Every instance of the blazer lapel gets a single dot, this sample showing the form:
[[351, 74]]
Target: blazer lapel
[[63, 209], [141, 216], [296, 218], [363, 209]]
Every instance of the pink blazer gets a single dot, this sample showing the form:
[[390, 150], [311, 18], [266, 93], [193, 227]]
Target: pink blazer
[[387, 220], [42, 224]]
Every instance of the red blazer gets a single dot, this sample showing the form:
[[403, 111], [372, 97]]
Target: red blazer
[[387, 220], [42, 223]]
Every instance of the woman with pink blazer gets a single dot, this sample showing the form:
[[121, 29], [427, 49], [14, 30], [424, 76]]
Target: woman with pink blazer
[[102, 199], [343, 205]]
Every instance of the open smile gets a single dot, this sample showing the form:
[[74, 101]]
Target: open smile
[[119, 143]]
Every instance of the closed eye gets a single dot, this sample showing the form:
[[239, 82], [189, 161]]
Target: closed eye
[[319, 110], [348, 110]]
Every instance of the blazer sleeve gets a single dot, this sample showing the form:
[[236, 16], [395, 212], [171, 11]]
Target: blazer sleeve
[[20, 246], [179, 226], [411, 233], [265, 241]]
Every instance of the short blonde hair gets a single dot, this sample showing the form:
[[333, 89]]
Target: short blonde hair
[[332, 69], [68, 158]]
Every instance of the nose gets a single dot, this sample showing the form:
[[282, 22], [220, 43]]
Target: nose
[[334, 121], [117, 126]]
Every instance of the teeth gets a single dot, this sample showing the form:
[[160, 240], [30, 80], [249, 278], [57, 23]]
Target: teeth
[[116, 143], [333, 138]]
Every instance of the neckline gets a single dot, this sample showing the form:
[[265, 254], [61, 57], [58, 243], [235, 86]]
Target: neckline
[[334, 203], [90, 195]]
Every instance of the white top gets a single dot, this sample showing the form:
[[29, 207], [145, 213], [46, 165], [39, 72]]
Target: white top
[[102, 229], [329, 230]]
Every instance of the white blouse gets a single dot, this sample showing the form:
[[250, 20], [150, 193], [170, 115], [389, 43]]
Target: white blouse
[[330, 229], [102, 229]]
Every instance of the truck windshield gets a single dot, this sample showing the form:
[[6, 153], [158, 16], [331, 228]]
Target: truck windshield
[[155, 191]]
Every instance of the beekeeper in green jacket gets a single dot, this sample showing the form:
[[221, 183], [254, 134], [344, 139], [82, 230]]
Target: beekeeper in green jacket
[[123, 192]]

## EXERCISE INSTRUCTIONS
Each of the entries must be written out again exactly.

## REPLY TO THE EXERCISE
Every instance of the blazer lapel gets a single dot, this sample showing the form:
[[351, 74]]
Target: blazer lapel
[[63, 209], [141, 216], [296, 218], [363, 209]]
Every instance of the pink blazer gets a single dot, this sample showing the form:
[[390, 150], [311, 18], [266, 93], [193, 227]]
Target: pink blazer
[[387, 220], [42, 224]]
Every instance of the red blazer gets a single dot, this sample showing the form:
[[403, 111], [372, 97]]
Target: red blazer
[[387, 220], [42, 223]]
Every instance of the woman with pink blazer gets a single dot, this sample showing the form:
[[121, 29], [427, 49], [14, 30], [424, 76]]
Target: woman with pink blazer
[[102, 199], [343, 205]]
Every instance of the open smile gets a single dot, this sample showing the form:
[[74, 101]]
Target: open smile
[[119, 143]]
Every instance of the closed eye gets a single dot, this sample showing the form:
[[239, 82], [189, 161]]
Target: closed eye
[[319, 110], [348, 110]]
Every instance of the blazer sleeve gets a single dot, this sample showing the form:
[[236, 16], [395, 212], [171, 11]]
Target: blazer sleeve
[[20, 246], [179, 226], [411, 233], [265, 241]]
Every instance of the short blonde hair gets a single dot, this sample showing the form:
[[333, 89]]
Target: short blonde hair
[[332, 69], [68, 158]]
Every instance of the nose gets a single dot, this sample showing the form:
[[282, 22], [220, 43]]
Target: nose
[[334, 121], [117, 126]]
Every instance of the teeth gets a single dot, this sample showing the form:
[[160, 240], [30, 80], [249, 278], [57, 23]]
Target: teeth
[[116, 143], [333, 138]]
Every instance of the neckline gets a single dot, this sample showing the form:
[[265, 254], [61, 57], [58, 243], [235, 86]]
Target: neckline
[[334, 203], [90, 195]]
Every instance of the white top gets a single dot, this sample showing the form:
[[29, 207], [145, 213], [46, 165], [39, 72]]
Target: white top
[[102, 229], [329, 230]]
Every instance of the white blouse gets a single dot, this sample showing the form:
[[250, 20], [150, 193], [170, 115], [389, 43]]
Target: white blouse
[[330, 229], [102, 229]]
Every instance of the truck windshield gets a single dot, this sample showing the form:
[[6, 153], [158, 16], [331, 228]]
Target: truck windshield
[[155, 191]]
Every instance of the beekeeper in green jacket gets a single dot, this sample showing the form:
[[221, 183], [254, 134], [344, 139], [82, 230]]
Target: beekeeper in green jacket
[[123, 192]]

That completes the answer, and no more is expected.